Task description
Recast the whole listing below as a Markdown table with the columns Row and Line. Give each non-blank line its own numbered row, skip blank lines, and leave the pictures out.

── Provided material

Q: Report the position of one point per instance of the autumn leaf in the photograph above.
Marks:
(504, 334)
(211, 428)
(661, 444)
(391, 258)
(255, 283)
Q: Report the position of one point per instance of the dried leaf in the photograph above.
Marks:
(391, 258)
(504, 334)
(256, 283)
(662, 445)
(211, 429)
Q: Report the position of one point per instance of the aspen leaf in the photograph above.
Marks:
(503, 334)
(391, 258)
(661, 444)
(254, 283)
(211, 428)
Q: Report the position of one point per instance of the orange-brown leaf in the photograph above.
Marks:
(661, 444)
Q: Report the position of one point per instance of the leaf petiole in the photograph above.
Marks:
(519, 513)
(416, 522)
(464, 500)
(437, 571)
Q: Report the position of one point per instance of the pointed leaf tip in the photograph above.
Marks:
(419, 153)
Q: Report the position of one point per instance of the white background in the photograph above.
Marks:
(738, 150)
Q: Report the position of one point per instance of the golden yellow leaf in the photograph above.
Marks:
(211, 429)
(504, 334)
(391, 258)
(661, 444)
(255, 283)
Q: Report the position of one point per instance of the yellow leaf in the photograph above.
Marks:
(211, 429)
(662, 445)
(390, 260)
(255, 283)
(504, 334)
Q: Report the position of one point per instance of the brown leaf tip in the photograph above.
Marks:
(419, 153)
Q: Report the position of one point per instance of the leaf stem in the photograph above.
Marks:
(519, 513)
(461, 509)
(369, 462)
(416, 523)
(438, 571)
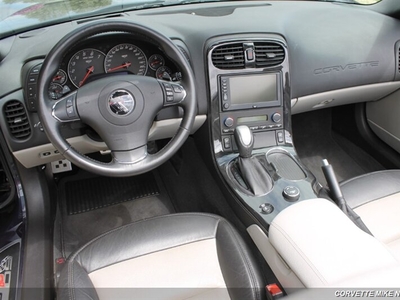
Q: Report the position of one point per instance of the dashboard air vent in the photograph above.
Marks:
(17, 120)
(268, 54)
(229, 56)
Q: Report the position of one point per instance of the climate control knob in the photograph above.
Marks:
(276, 117)
(228, 122)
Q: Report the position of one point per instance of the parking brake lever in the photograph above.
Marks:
(333, 185)
(338, 197)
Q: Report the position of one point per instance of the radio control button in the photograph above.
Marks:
(276, 117)
(228, 122)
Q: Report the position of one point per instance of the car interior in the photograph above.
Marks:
(200, 150)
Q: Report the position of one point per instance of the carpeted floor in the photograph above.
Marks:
(99, 204)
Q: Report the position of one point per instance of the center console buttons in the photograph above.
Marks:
(266, 208)
(291, 193)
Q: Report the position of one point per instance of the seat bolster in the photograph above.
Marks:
(323, 247)
(369, 187)
(237, 265)
(75, 283)
(144, 237)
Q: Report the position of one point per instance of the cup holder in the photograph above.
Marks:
(286, 166)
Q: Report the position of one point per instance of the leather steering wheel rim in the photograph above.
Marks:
(52, 126)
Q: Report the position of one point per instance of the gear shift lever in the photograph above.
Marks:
(251, 171)
(244, 140)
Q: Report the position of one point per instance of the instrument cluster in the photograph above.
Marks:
(101, 56)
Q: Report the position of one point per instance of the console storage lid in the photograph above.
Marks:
(325, 249)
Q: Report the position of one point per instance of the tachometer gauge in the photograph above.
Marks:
(164, 73)
(126, 57)
(85, 64)
(55, 91)
(156, 61)
(60, 77)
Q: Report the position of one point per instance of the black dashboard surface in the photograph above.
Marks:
(330, 46)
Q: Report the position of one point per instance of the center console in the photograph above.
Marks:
(250, 103)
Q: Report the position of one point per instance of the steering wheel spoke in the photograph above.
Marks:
(64, 110)
(174, 93)
(120, 107)
(129, 157)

────

Written answer
| Row | Line |
|---|---|
| 1 | Q: Report the position of one point per instance of the autumn leaf in the photograph above. |
| 2 | Marks: |
| 3 | (504, 334) |
| 4 | (211, 428) |
| 5 | (661, 444) |
| 6 | (391, 258) |
| 7 | (255, 283) |
| 8 | Q: Report the position of one point per instance of the dried leaf in the photograph above. |
| 9 | Marks: |
| 10 | (391, 258) |
| 11 | (504, 334) |
| 12 | (256, 283) |
| 13 | (662, 445) |
| 14 | (211, 429) |
| 15 | Q: Report the position of one point per instance of the aspen leaf in the photograph above. |
| 16 | Marks: |
| 17 | (503, 334) |
| 18 | (391, 258) |
| 19 | (661, 444) |
| 20 | (254, 283) |
| 21 | (211, 428) |
| 22 | Q: Report the position of one point per instance of the orange-brown leaf in the photograph above. |
| 23 | Marks: |
| 24 | (661, 444) |
| 25 | Q: Report the position of one point per instance of the leaf petiole in the photograph above. |
| 26 | Marks: |
| 27 | (519, 513) |
| 28 | (416, 522) |
| 29 | (464, 500) |
| 30 | (437, 571) |
| 31 | Q: Report the position of one point per instance of the pointed leaf tip in the photograph above. |
| 32 | Marks: |
| 33 | (419, 153) |
| 34 | Q: Report the position of one point per instance of the white background in the photograph above. |
| 35 | Marks: |
| 36 | (738, 150) |
| 37 | Q: Report the position of one point per instance of the golden yellow leaf in the photograph above. |
| 38 | Marks: |
| 39 | (211, 429) |
| 40 | (504, 334) |
| 41 | (391, 258) |
| 42 | (661, 444) |
| 43 | (255, 283) |
| 44 | Q: Report the position of one point per instance of the yellow leaf in the photograph above. |
| 45 | Marks: |
| 46 | (211, 429) |
| 47 | (662, 445) |
| 48 | (390, 260) |
| 49 | (255, 283) |
| 50 | (504, 334) |
| 51 | Q: Report the position of one point per instance of the brown leaf tip in the photograph above. |
| 52 | Marks: |
| 53 | (419, 153) |
| 54 | Q: Report the position of one point per instance of the leaf stem in the photograph above. |
| 55 | Marks: |
| 56 | (519, 513) |
| 57 | (461, 509) |
| 58 | (369, 462) |
| 59 | (416, 523) |
| 60 | (438, 571) |
| 61 | Q: Report the position of one point per instance of the dashboard air vent in the photograph above. |
| 62 | Marks: |
| 63 | (17, 120) |
| 64 | (268, 54) |
| 65 | (229, 56) |
| 66 | Q: Report the position of one point per instance of the climate control knob in the photograph above. |
| 67 | Marks: |
| 68 | (276, 117) |
| 69 | (228, 122) |
| 70 | Q: Report the position of one point per instance of the parking brake lever in the photograph above. |
| 71 | Marks: |
| 72 | (333, 185) |
| 73 | (338, 197) |
| 74 | Q: Report the position of one point per instance of the radio control button in the photograph above. |
| 75 | Marks: |
| 76 | (276, 117) |
| 77 | (228, 122) |
| 78 | Q: Report the position of one point per instance of the car interior in the photograph above. |
| 79 | Marks: |
| 80 | (200, 150) |
| 81 | Q: Report the position of one point per instance of the carpeted floor in the photograph above. |
| 82 | Marks: |
| 83 | (99, 204) |
| 84 | Q: Report the position of one point per instance of the center console buttons in the photograph above. |
| 85 | Marks: |
| 86 | (266, 208) |
| 87 | (291, 193) |
| 88 | Q: Report the position of one point per instance of the seat bolster in the photograph above. |
| 89 | Marks: |
| 90 | (323, 247) |
| 91 | (369, 187) |
| 92 | (237, 265) |
| 93 | (75, 283) |
| 94 | (144, 237) |
| 95 | Q: Report the position of one point per instance of the cup holder in the photograph above. |
| 96 | Marks: |
| 97 | (286, 166) |
| 98 | Q: Report the position of one point per instance of the leather steering wheel rim in the photograph above. |
| 99 | Marks: |
| 100 | (52, 126) |
| 101 | Q: Report the position of one point per instance of the gear shift lever in the photograph above. |
| 102 | Marks: |
| 103 | (251, 171) |
| 104 | (244, 140) |
| 105 | Q: Report the position of one point per instance of the instrument cluster in the photograph above. |
| 106 | Marks: |
| 107 | (101, 56) |
| 108 | Q: Report the position of one point per instance of the console storage lid in the photograph above. |
| 109 | Marks: |
| 110 | (325, 249) |
| 111 | Q: Report the position of one point per instance of the tachometer gauge in the photograph above. |
| 112 | Marks: |
| 113 | (164, 73) |
| 114 | (126, 57) |
| 115 | (85, 64) |
| 116 | (55, 91) |
| 117 | (156, 61) |
| 118 | (60, 77) |
| 119 | Q: Report the position of one point per instance of the black dashboard surface in the photograph above. |
| 120 | Marks: |
| 121 | (330, 46) |
| 122 | Q: Report the position of one point per instance of the center console in the photograph above. |
| 123 | Marks: |
| 124 | (250, 103) |
| 125 | Q: Report the position of one point per instance of the steering wheel spoke in the photograph above. |
| 126 | Marks: |
| 127 | (64, 110) |
| 128 | (174, 93) |
| 129 | (120, 107) |
| 130 | (129, 157) |